*Object point labels*

_ _ _

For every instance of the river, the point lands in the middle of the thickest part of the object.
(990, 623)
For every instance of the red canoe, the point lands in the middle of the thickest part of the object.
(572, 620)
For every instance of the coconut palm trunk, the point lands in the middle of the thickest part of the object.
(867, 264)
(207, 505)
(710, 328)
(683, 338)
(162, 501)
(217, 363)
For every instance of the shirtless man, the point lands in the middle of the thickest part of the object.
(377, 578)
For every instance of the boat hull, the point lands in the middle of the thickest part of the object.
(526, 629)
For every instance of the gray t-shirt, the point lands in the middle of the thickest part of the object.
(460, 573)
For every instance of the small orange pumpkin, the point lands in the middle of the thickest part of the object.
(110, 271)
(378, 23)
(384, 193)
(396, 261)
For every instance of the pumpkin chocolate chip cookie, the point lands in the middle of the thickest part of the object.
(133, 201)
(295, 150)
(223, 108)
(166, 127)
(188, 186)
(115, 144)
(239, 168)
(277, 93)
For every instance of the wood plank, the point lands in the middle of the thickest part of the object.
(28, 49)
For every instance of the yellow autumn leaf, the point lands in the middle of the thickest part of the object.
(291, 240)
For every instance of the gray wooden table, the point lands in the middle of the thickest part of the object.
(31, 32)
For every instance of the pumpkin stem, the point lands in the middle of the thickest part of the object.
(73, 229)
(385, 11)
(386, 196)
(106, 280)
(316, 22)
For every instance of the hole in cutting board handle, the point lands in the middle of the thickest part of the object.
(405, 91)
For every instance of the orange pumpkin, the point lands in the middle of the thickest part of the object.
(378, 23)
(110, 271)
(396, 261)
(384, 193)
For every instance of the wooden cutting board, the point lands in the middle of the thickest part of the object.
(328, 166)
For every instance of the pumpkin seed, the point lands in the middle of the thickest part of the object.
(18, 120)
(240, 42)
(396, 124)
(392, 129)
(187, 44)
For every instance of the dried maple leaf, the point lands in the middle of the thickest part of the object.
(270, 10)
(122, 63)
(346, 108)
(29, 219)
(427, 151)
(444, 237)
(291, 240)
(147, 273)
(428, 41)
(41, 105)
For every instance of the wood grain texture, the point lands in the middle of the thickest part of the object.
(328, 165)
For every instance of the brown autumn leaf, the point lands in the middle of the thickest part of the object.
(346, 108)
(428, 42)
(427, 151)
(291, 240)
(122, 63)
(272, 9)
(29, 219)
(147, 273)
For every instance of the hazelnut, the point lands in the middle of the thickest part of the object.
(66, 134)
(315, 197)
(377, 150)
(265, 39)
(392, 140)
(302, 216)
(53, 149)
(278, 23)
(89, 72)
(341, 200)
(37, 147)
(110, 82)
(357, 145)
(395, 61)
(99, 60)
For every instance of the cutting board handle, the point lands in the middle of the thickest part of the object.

_ _ _

*GIVEN REQUEST*
Without changing a word, restate the whole listing.

*SOLUTION*
For every instance of the river, the point lands in the middle of the thickest part of the object.
(990, 623)
For every instance of the red canoe, the point lands in the middle of the thickest part of the object.
(572, 620)
For every instance of the coconut palm trunk, the point lands in the middle of the thickest part of the object.
(867, 264)
(207, 505)
(710, 328)
(683, 338)
(162, 501)
(217, 363)
For every instance of the shirtless man, the point lands in the middle of the thickest part of the object.
(377, 578)
For every instance of the boat hull, the point lands in the middle of the thickest part of the object.
(526, 629)
For every instance of the gray t-shirt, the point lands in the middle of the thickest part of the object.
(460, 573)
For every instance of the small orange pumpkin, the point lands in the middle of the thickest part of the object.
(110, 271)
(378, 23)
(384, 193)
(396, 261)
For every instance of the pumpkin chocolate chip cookie, the point lands in the middle of the thickest part of the object.
(133, 201)
(295, 150)
(223, 108)
(166, 127)
(188, 186)
(115, 144)
(239, 168)
(277, 93)
For every instance of the wood plank, the point lands in the middle of the thickest part of the object.
(28, 49)
For every instance of the yellow autumn leaf, the point lands in the middle of the thickest part of the object.
(291, 240)
For every instance of the gray wooden table, the point lands in the middle of the thickest part of the object.
(31, 32)
For every instance of the pumpkin stem, the point lands in the middle of the thickest part of the object.
(73, 229)
(385, 11)
(386, 196)
(106, 280)
(316, 22)
For every instance of the hole in cutting board handle, the point lands in the middle of the thickest part of the object.
(405, 91)
For every instance of the orange pumpkin, the point lands in the middle of the thickest part of the object.
(378, 23)
(110, 271)
(396, 261)
(384, 193)
For every instance of the wooden cutting board, the point lands in the middle of the thickest part of the object.
(328, 166)
For every instance of the pumpkin seed, the point lands in the middle of the thickest part of the object.
(18, 120)
(240, 42)
(396, 124)
(392, 129)
(187, 44)
For every instance of the dried maple leaf, the point lands in the middle of the thickest part of the object.
(270, 10)
(122, 63)
(346, 108)
(29, 219)
(427, 151)
(444, 237)
(291, 240)
(147, 273)
(428, 41)
(41, 105)
For every instance of the wood grain texture, the point lands in the middle of the thickest part of the object.
(328, 165)
For every instance of the brown autumn leaf, the point lands in the middle of the thickest part of the object.
(346, 108)
(428, 42)
(427, 151)
(291, 240)
(122, 63)
(272, 9)
(29, 219)
(147, 273)
For every instance of the hazelnut, the point lands in the middle of the thickest part of the object.
(66, 134)
(315, 197)
(377, 150)
(265, 39)
(392, 140)
(302, 216)
(53, 149)
(278, 23)
(89, 72)
(341, 200)
(37, 147)
(110, 82)
(357, 145)
(395, 61)
(99, 60)
For every instance of the cutting board handle, the point lands in the middle of the thickest part of the object.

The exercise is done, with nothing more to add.